» Required action A
According to the profile of Orly Taitz, what pastor among the California plaintiffs has said that he prays for Obama's death?
» Required action B
Quote the profile of Orly Taitz word for word, from "Taitz is pinning" down to "of the movement.".

» Quoted passage
◇ ◇ ◇ ◇ ◇

Taitz is pinning her hopes on the California case, this one on behalf of a slew of plaintiffs, some of them former members of the military — a central thread running through her filings is the idea that soldiers owe no allegiance to an illegitimate commander — and assorted fulminators and fringe players, including Wiley Drake, a pastor who has said that he prays for Obama’s death. Drake and another plaintiff have now hired a new lawyer, because alliances within the movement are a fractious thing. Taitz — who says that it’s “wrong” to pray for the president’s death — is also in a legal tussle with Philip Berg, a Pennsylvania lawyer whom, some observers say, she has edged aside to become the most visible face of the movement.
If that’s true, it’s easy to see how it might have happened. If you were the producer of an opinionated news show and wanted to book a birther, whom would you choose? A nondescript Pennsylvanian or an excitable Moldovan American lawyer-dentist described by Lincoln, her assistant, as a “fierce blonde” reminiscent of the warrior goddess Athena? Easy call! Today Taitz, 49, is wearing white high-heeled slingbacks; bare legs; a white skirt; black and white shirt; enormous eyelashes; and her characteristic air of charming but ferocious tenacity, part Meg Ryan, part Madame Defarge.
“He is lying about his identity, he is hiding his whole identity, this is dangerous!” says Taitz, looking eagerly toward a judicial ruling on the U.S. government’s motion to dismiss the California case. She is hopeful that this judge will let her go ahead…
Taitz is also on the radar of militia groups, whom she sometimes addresses on her blog; in one posting, she urged “state militias” to descend upon southern U.S. borders and help check those arriving for signs of swine flu virus; in another, she called on “citizen’s militia” to protect people from being rounded up by government forces using swine flu as a pretext. The question of her broader influence “is our main concern,” says Robert Haggard, a frequent poster to Politijab, a Web site whose members include legal experts tracking Taitz with horrified fascination. “We don’t believe that Orly herself is dangerous, the problem is, she is attracting these people who are, and have a history of being so.”

◇ ◇ ◇ ◇ ◇

» Entries provided
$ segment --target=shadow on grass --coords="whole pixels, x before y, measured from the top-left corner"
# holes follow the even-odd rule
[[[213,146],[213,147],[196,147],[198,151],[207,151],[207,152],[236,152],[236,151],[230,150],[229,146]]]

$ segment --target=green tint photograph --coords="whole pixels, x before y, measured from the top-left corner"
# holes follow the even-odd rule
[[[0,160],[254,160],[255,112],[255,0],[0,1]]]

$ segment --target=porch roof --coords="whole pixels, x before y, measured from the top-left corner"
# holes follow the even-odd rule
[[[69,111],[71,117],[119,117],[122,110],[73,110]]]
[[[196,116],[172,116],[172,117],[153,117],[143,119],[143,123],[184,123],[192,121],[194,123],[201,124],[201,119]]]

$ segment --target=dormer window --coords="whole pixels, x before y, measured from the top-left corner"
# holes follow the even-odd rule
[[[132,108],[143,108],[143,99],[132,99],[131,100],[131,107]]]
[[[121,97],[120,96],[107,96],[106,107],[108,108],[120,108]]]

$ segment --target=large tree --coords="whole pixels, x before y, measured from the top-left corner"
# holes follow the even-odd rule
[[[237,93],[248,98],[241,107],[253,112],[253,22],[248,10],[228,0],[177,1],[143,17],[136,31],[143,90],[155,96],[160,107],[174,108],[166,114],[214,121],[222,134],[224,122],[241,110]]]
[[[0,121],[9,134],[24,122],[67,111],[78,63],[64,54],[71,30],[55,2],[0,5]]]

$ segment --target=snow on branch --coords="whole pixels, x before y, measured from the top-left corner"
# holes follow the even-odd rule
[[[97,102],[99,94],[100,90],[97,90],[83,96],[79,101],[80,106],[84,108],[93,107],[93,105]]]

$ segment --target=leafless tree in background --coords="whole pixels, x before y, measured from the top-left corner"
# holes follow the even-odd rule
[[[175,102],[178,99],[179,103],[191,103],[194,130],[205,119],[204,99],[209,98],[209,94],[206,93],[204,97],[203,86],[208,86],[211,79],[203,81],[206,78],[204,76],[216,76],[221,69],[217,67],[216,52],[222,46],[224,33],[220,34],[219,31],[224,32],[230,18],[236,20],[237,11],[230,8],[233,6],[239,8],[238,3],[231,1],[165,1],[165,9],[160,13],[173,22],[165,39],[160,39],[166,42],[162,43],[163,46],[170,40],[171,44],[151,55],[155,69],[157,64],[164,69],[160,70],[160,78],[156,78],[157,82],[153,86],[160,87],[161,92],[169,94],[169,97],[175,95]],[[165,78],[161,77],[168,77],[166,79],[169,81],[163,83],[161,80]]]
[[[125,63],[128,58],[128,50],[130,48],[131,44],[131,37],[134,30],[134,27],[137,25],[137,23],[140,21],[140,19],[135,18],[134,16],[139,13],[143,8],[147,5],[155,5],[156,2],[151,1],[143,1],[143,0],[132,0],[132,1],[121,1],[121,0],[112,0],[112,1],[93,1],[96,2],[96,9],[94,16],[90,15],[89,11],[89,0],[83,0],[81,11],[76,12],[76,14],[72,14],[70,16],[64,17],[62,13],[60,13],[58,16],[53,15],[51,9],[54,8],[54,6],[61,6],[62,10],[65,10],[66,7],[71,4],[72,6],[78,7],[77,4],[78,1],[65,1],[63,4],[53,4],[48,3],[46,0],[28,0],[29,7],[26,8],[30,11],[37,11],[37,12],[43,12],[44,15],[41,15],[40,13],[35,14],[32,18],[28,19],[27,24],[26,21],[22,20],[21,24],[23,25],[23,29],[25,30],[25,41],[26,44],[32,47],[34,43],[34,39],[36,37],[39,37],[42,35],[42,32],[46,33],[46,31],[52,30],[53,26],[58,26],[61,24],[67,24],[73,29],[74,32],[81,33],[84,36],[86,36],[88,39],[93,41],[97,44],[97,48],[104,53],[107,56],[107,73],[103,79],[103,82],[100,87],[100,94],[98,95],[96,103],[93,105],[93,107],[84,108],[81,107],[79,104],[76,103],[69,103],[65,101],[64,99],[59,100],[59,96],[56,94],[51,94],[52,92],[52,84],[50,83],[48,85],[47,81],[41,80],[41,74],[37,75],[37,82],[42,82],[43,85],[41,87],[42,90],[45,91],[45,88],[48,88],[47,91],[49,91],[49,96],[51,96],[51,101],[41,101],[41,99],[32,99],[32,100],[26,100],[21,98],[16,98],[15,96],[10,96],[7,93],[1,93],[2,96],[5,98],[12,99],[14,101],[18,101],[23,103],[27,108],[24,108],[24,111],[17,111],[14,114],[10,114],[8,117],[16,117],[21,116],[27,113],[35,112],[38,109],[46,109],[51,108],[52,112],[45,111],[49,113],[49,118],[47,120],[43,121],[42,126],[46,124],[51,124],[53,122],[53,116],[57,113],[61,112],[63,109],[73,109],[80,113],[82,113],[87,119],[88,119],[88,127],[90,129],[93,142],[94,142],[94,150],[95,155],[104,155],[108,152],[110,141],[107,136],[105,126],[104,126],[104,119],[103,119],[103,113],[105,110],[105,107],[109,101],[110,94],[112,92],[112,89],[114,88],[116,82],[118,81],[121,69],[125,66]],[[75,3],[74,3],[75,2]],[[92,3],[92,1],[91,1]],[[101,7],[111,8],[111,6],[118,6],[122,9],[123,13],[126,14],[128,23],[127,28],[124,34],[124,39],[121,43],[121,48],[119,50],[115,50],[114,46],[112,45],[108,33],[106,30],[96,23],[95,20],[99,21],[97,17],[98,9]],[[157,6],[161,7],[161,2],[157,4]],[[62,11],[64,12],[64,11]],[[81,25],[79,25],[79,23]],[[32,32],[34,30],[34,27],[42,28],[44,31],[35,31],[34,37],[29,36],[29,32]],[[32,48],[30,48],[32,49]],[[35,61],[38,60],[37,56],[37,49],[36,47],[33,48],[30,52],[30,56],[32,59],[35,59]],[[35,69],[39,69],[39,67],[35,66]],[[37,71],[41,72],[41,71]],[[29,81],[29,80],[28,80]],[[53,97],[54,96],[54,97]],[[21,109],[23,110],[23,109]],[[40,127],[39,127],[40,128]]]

◇ ◇ ◇ ◇ ◇

» Answer space A
Wiley Drake

» Answer space B
Taitz is pinning her hopes on the California case, this one on behalf of a slew of plaintiffs, some of them former members of the military — a central thread running through her filings is the idea that soldiers owe no allegiance to an illegitimate commander — and assorted fulminators and fringe players, including Wiley Drake, a pastor who has said that he prays for Obama’s death. Drake and another plaintiff have now hired a new lawyer, because alliances within the movement are a fractious thing. Taitz — who says that it’s “wrong” to pray for the president’s death — is also in a legal tussle with Philip Berg, a Pennsylvania lawyer whom, some observers say, she has edged aside to become the most visible face of the movement.